• **What is needed**
Transcribe the rows from the beginning through the line containing "M 219 0 L 219", including that line, character for character. Omit the picture from your copy.

• **Raw records**
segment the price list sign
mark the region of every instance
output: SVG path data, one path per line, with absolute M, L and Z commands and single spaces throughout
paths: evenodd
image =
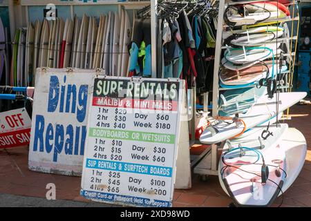
M 83 197 L 122 205 L 171 206 L 182 83 L 95 79 Z

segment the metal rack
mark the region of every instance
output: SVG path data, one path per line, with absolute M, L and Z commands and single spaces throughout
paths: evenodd
M 219 0 L 219 8 L 218 8 L 218 23 L 217 23 L 217 37 L 216 37 L 216 52 L 215 52 L 215 65 L 214 65 L 214 81 L 213 81 L 213 97 L 212 97 L 212 117 L 217 117 L 218 115 L 218 100 L 219 100 L 219 92 L 222 90 L 230 90 L 230 88 L 223 88 L 219 86 L 219 68 L 220 65 L 220 61 L 221 61 L 221 51 L 222 49 L 225 49 L 227 47 L 223 46 L 223 28 L 227 27 L 227 26 L 224 24 L 224 12 L 225 10 L 225 7 L 229 5 L 236 5 L 236 4 L 243 4 L 243 3 L 249 3 L 249 2 L 258 2 L 262 1 L 237 1 L 237 2 L 232 2 L 229 0 Z M 296 4 L 298 3 L 295 0 L 294 0 L 292 3 L 292 4 Z M 267 20 L 267 22 L 270 21 L 279 21 L 279 22 L 288 22 L 288 21 L 299 21 L 299 17 L 286 17 L 283 19 L 270 19 Z M 294 28 L 292 27 L 292 28 Z M 291 36 L 289 38 L 282 38 L 280 39 L 281 42 L 283 42 L 286 40 L 291 40 L 291 41 L 296 41 L 297 37 L 296 36 Z M 278 42 L 279 41 L 278 39 Z M 285 56 L 295 56 L 296 52 L 288 54 L 288 55 L 283 55 Z M 294 64 L 294 58 L 293 59 Z M 291 72 L 291 70 L 290 70 L 290 73 Z M 279 89 L 284 89 L 284 88 L 291 88 L 292 86 L 290 84 L 287 84 L 284 86 L 279 87 Z M 207 106 L 207 103 L 205 103 L 205 106 Z M 225 144 L 226 141 L 223 142 L 221 144 L 212 144 L 211 145 L 211 151 L 209 153 L 209 154 L 207 154 L 204 159 L 202 159 L 198 165 L 194 168 L 194 173 L 197 173 L 201 175 L 218 175 L 218 150 L 221 150 L 223 147 L 223 145 Z

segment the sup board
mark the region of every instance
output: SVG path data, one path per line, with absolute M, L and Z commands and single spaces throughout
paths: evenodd
M 288 128 L 271 128 L 274 135 L 266 140 L 259 138 L 259 131 L 225 145 L 219 180 L 236 206 L 269 206 L 281 193 L 288 165 L 279 142 Z
M 120 29 L 119 56 L 117 58 L 117 76 L 122 76 L 123 42 L 124 41 L 125 10 L 121 12 L 121 26 Z
M 24 72 L 24 56 L 25 56 L 25 35 L 26 32 L 21 28 L 20 36 L 19 41 L 19 50 L 17 53 L 17 86 L 24 86 L 26 77 L 23 75 Z
M 113 26 L 113 52 L 112 52 L 112 69 L 111 75 L 118 76 L 117 73 L 117 59 L 119 58 L 119 47 L 120 47 L 120 21 L 119 15 L 115 13 L 115 25 Z
M 78 45 L 78 41 L 79 41 L 79 30 L 81 28 L 81 23 L 79 19 L 77 16 L 75 17 L 75 29 L 73 32 L 73 46 L 72 46 L 72 52 L 71 52 L 71 67 L 75 68 L 75 60 L 77 58 L 77 45 Z
M 46 67 L 48 65 L 48 41 L 50 38 L 49 24 L 46 19 L 44 19 L 42 26 L 41 35 L 40 38 L 40 49 L 39 67 Z
M 281 44 L 266 44 L 263 47 L 251 47 L 244 48 L 228 48 L 225 52 L 225 59 L 234 64 L 250 63 L 262 60 L 273 56 L 277 52 Z
M 0 81 L 3 76 L 4 69 L 4 62 L 6 56 L 6 33 L 4 32 L 3 23 L 2 19 L 0 18 Z
M 93 17 L 90 17 L 88 20 L 88 35 L 86 38 L 86 55 L 84 64 L 83 64 L 83 68 L 88 69 L 90 66 L 90 61 L 91 61 L 91 47 L 92 46 L 92 33 L 93 33 Z
M 111 41 L 111 23 L 112 23 L 112 17 L 113 13 L 111 12 L 109 12 L 109 17 L 108 17 L 108 22 L 106 23 L 106 27 L 105 28 L 106 30 L 106 35 L 105 39 L 103 41 L 103 44 L 104 43 L 104 51 L 103 55 L 103 61 L 102 67 L 106 70 L 106 74 L 109 74 L 109 58 L 110 58 L 110 41 Z
M 35 43 L 35 27 L 32 23 L 30 22 L 27 28 L 26 57 L 25 57 L 25 75 L 27 77 L 26 86 L 32 85 L 33 79 L 33 57 L 34 57 L 34 43 Z
M 124 34 L 123 37 L 122 46 L 122 64 L 121 66 L 121 76 L 127 77 L 129 69 L 129 55 L 128 46 L 131 43 L 132 38 L 132 28 L 131 27 L 131 21 L 127 12 L 125 11 L 124 21 Z
M 241 86 L 258 81 L 261 79 L 270 77 L 274 74 L 280 73 L 279 64 L 276 61 L 265 61 L 265 65 L 256 64 L 249 68 L 243 70 L 232 70 L 227 68 L 221 70 L 219 79 L 223 84 L 228 86 Z M 279 63 L 279 61 L 278 61 Z M 273 67 L 272 67 L 273 65 Z M 287 70 L 286 66 L 281 66 L 281 72 Z M 269 75 L 267 75 L 269 72 Z
M 54 66 L 54 52 L 55 52 L 56 31 L 59 23 L 59 19 L 50 21 L 50 39 L 48 42 L 48 66 L 53 68 Z M 57 35 L 58 37 L 58 35 Z
M 96 46 L 95 49 L 95 53 L 94 53 L 94 59 L 93 59 L 93 68 L 99 68 L 101 67 L 101 62 L 100 62 L 100 58 L 102 55 L 102 52 L 104 52 L 104 48 L 102 49 L 103 47 L 103 38 L 104 36 L 104 28 L 105 28 L 105 21 L 106 21 L 106 16 L 101 15 L 100 19 L 100 24 L 99 24 L 99 28 L 98 28 L 98 32 L 97 32 L 97 37 L 96 39 Z
M 259 34 L 251 34 L 237 37 L 231 41 L 231 44 L 237 46 L 251 46 L 262 45 L 283 35 L 283 28 L 278 28 L 274 31 L 268 31 Z
M 266 87 L 228 90 L 220 95 L 218 115 L 227 117 L 246 113 L 255 102 L 267 93 Z
M 83 68 L 85 66 L 85 60 L 86 60 L 86 43 L 88 40 L 88 24 L 89 24 L 89 20 L 91 20 L 91 18 L 89 18 L 87 16 L 85 16 L 85 23 L 84 26 L 82 29 L 82 39 L 81 41 L 82 46 L 82 50 L 81 50 L 81 60 L 80 60 L 80 64 L 79 67 L 81 68 Z
M 276 52 L 270 53 L 266 57 L 263 57 L 261 59 L 258 59 L 258 60 L 254 61 L 252 62 L 244 63 L 244 64 L 232 63 L 232 62 L 230 62 L 229 61 L 227 60 L 227 59 L 225 57 L 223 57 L 221 59 L 221 64 L 225 68 L 229 69 L 229 70 L 243 70 L 245 68 L 249 68 L 249 67 L 254 66 L 254 64 L 258 64 L 260 61 L 265 61 L 265 60 L 266 60 L 266 59 L 273 59 L 273 58 L 274 58 L 274 59 L 275 59 L 276 57 L 279 57 L 281 52 L 282 52 L 282 50 L 281 50 L 280 48 L 278 48 L 278 50 L 276 50 Z
M 61 61 L 62 61 L 61 68 L 68 68 L 70 66 L 70 58 L 73 37 L 73 28 L 74 28 L 73 26 L 74 26 L 73 21 L 69 20 L 66 30 L 67 33 L 66 34 L 65 50 L 64 51 L 64 60 L 62 60 L 61 59 Z
M 281 93 L 279 94 L 279 113 L 294 105 L 307 95 L 306 93 Z M 202 144 L 212 144 L 232 138 L 243 133 L 276 115 L 276 96 L 269 99 L 267 96 L 260 97 L 246 114 L 241 114 L 239 118 L 244 124 L 234 123 L 229 120 L 214 120 L 210 126 L 203 132 L 200 141 Z M 211 119 L 213 121 L 213 119 Z
M 58 35 L 58 39 L 57 41 L 57 47 L 56 50 L 56 57 L 55 57 L 55 68 L 57 68 L 59 66 L 60 61 L 61 61 L 61 56 L 62 56 L 62 47 L 63 45 L 63 37 L 64 37 L 64 33 L 65 31 L 65 23 L 64 22 L 63 19 L 59 19 L 59 30 Z
M 95 50 L 96 47 L 96 40 L 98 32 L 97 23 L 95 17 L 93 18 L 92 22 L 93 22 L 93 30 L 92 30 L 92 39 L 91 45 L 91 57 L 88 68 L 93 68 L 93 63 L 95 56 Z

• **Task solution**
segment the price list sign
mark the region of every instance
output: SVG path data, one path per line, with absolute M, L and Z commands and single spaces throughout
paths: evenodd
image =
M 83 197 L 122 205 L 171 206 L 182 83 L 95 79 Z

segment the metal rack
mark the region of every instance
output: SVG path data, one path per line, with absolute M, L and Z commands and single spaces throughout
paths: evenodd
M 219 0 L 219 8 L 218 8 L 218 23 L 217 23 L 217 37 L 216 37 L 216 52 L 215 52 L 215 65 L 214 65 L 214 81 L 213 81 L 213 97 L 212 97 L 212 117 L 217 117 L 218 115 L 218 100 L 219 100 L 219 92 L 222 90 L 230 90 L 230 88 L 223 88 L 219 86 L 219 68 L 220 65 L 220 61 L 221 61 L 221 51 L 222 49 L 225 49 L 227 47 L 223 46 L 223 28 L 227 27 L 227 26 L 224 24 L 224 12 L 225 10 L 225 7 L 229 5 L 236 5 L 236 4 L 243 4 L 243 3 L 249 3 L 249 2 L 258 2 L 262 1 L 237 1 L 237 2 L 232 2 L 229 0 Z M 296 4 L 298 3 L 295 0 L 294 0 L 292 3 L 292 4 Z M 267 20 L 267 22 L 270 21 L 279 21 L 279 22 L 288 22 L 288 21 L 299 21 L 299 17 L 286 17 L 283 19 L 270 19 Z M 294 28 L 292 27 L 292 28 Z M 291 36 L 289 38 L 282 38 L 280 39 L 281 42 L 283 42 L 286 40 L 291 40 L 291 41 L 296 41 L 297 37 L 296 36 Z M 278 42 L 279 41 L 278 39 Z M 285 56 L 295 56 L 296 52 L 288 54 L 288 55 L 283 55 Z M 294 64 L 294 58 L 293 59 Z M 291 72 L 291 70 L 290 70 L 290 73 Z M 279 89 L 284 89 L 284 88 L 291 88 L 292 86 L 290 84 L 287 84 L 284 86 L 279 87 Z M 207 106 L 207 103 L 205 103 L 205 106 Z M 225 144 L 226 141 L 223 142 L 221 144 L 212 144 L 211 145 L 211 151 L 209 153 L 209 154 L 207 154 L 204 159 L 202 159 L 198 165 L 194 168 L 194 173 L 197 173 L 201 175 L 218 175 L 218 150 L 221 150 L 223 147 L 223 145 Z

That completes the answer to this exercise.